* **The input**:
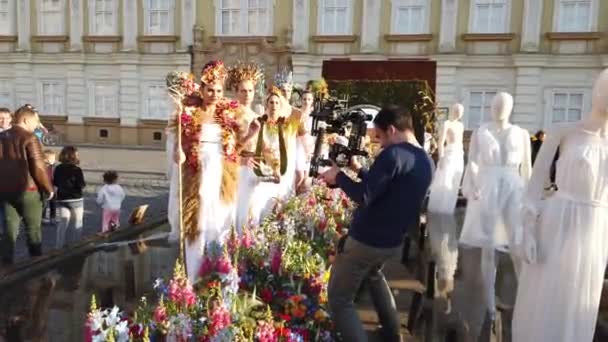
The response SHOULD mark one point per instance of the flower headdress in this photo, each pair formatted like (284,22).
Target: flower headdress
(284,78)
(274,91)
(214,71)
(244,72)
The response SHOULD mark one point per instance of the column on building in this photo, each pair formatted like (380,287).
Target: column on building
(188,20)
(449,21)
(527,110)
(76,24)
(25,84)
(128,103)
(446,84)
(76,97)
(129,16)
(531,25)
(301,24)
(370,31)
(23,26)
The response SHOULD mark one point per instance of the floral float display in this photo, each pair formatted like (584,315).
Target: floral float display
(268,284)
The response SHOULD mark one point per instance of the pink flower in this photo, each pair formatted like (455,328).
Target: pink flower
(247,240)
(275,265)
(207,267)
(160,314)
(220,319)
(266,333)
(224,265)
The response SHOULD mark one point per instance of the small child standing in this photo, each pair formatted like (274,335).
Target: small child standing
(110,198)
(50,158)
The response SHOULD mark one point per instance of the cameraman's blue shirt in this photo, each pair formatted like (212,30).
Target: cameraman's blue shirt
(389,196)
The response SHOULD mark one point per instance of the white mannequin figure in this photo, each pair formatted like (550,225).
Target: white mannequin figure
(446,183)
(444,194)
(498,169)
(560,287)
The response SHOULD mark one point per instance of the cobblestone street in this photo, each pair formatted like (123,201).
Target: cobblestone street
(142,175)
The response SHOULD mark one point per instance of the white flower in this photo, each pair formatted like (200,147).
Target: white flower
(112,319)
(96,320)
(122,329)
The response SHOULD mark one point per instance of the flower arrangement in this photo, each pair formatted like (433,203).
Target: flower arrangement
(268,283)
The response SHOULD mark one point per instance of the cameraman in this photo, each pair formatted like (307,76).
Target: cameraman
(389,198)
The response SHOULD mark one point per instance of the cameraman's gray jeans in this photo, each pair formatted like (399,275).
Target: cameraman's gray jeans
(360,263)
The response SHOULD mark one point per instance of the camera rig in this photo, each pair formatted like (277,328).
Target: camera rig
(350,124)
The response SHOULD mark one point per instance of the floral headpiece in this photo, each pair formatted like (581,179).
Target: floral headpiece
(214,71)
(244,72)
(274,91)
(181,84)
(284,78)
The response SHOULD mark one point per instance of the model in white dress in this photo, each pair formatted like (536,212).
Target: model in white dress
(216,218)
(559,290)
(266,194)
(498,169)
(448,175)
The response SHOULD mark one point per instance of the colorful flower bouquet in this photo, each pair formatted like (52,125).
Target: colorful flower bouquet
(268,284)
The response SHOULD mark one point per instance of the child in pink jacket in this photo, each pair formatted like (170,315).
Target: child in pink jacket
(110,198)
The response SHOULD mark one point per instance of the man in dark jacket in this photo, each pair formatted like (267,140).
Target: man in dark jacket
(24,183)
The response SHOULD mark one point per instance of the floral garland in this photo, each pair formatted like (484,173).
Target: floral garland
(192,127)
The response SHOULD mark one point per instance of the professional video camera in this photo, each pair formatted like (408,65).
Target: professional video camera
(332,117)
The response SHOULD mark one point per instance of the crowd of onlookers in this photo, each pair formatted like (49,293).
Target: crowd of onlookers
(38,187)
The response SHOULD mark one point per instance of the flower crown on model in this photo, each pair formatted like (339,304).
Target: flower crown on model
(244,72)
(214,71)
(284,78)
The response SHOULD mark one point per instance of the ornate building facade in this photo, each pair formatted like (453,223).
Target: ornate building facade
(95,68)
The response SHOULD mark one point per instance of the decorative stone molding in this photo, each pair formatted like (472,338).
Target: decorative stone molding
(50,39)
(573,35)
(157,39)
(488,37)
(8,39)
(335,39)
(101,39)
(408,37)
(93,121)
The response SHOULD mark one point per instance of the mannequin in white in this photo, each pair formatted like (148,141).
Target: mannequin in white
(498,169)
(442,225)
(560,287)
(446,183)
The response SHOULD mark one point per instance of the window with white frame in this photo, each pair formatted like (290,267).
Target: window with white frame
(51,17)
(103,17)
(480,107)
(103,99)
(575,15)
(6,94)
(410,17)
(159,17)
(156,100)
(7,17)
(567,106)
(244,17)
(52,97)
(335,17)
(489,16)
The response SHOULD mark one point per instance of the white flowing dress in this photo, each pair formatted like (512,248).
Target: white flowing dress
(558,297)
(215,217)
(498,168)
(446,183)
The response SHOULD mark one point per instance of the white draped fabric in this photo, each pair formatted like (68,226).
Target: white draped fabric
(558,297)
(215,217)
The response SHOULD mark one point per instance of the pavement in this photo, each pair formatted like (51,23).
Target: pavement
(141,173)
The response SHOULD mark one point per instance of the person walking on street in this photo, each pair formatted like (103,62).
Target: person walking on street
(110,198)
(24,183)
(69,181)
(49,158)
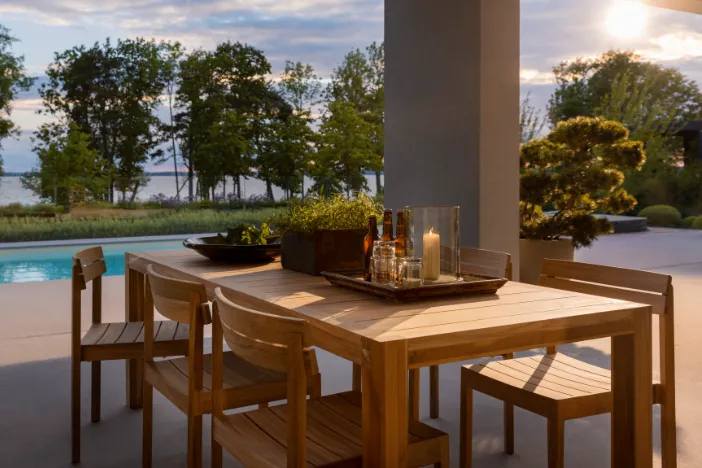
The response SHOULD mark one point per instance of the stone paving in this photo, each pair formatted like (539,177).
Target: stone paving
(35,379)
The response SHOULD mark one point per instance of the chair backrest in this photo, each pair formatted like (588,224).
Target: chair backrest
(183,302)
(177,299)
(486,262)
(644,287)
(270,341)
(88,266)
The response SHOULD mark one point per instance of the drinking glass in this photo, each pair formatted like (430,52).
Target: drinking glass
(409,273)
(384,270)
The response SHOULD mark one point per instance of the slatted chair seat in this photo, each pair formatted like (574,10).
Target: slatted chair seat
(554,378)
(244,384)
(560,387)
(334,437)
(125,340)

* **Description of the task**:
The exact lines of the material above starting at the one that contains "Target: professional video camera" and ending at the one that contains "formatted like (339,304)." are what to retype; leave out everything else.

* **Response area**:
Target: professional video camera
(332,117)
The response SHOULD mark one point per instance of the crowd of onlookers in this photo, each pair formatted like (49,293).
Target: crowd of onlookers
(38,187)
The response SHOULD mark one point per instance of the flower crown on model in this photo, each pair formatted like (339,304).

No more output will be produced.